** start of DATA LISTING **
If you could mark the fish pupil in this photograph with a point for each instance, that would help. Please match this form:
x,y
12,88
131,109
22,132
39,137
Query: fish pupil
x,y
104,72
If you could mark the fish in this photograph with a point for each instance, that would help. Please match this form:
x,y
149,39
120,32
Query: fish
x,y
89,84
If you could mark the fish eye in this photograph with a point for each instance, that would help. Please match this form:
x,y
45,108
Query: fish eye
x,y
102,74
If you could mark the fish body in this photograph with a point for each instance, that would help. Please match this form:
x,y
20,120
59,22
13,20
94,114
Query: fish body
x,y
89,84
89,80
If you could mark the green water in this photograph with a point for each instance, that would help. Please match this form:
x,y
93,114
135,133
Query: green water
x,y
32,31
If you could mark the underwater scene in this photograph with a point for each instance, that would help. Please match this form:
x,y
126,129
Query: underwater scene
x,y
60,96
** end of DATA LISTING **
Convert everything from the line containing "If you could mark the underwater" down to the end of the records into a JSON list of strings, with one string per line and blank lines omitted.

EXERCISE RESULT:
[
  "If you could mark the underwater scene in this photograph with a point for each instance, that would help. Please match this form:",
  "x,y",
  "126,129",
  "Query: underwater scene",
  "x,y",
  "60,96"
]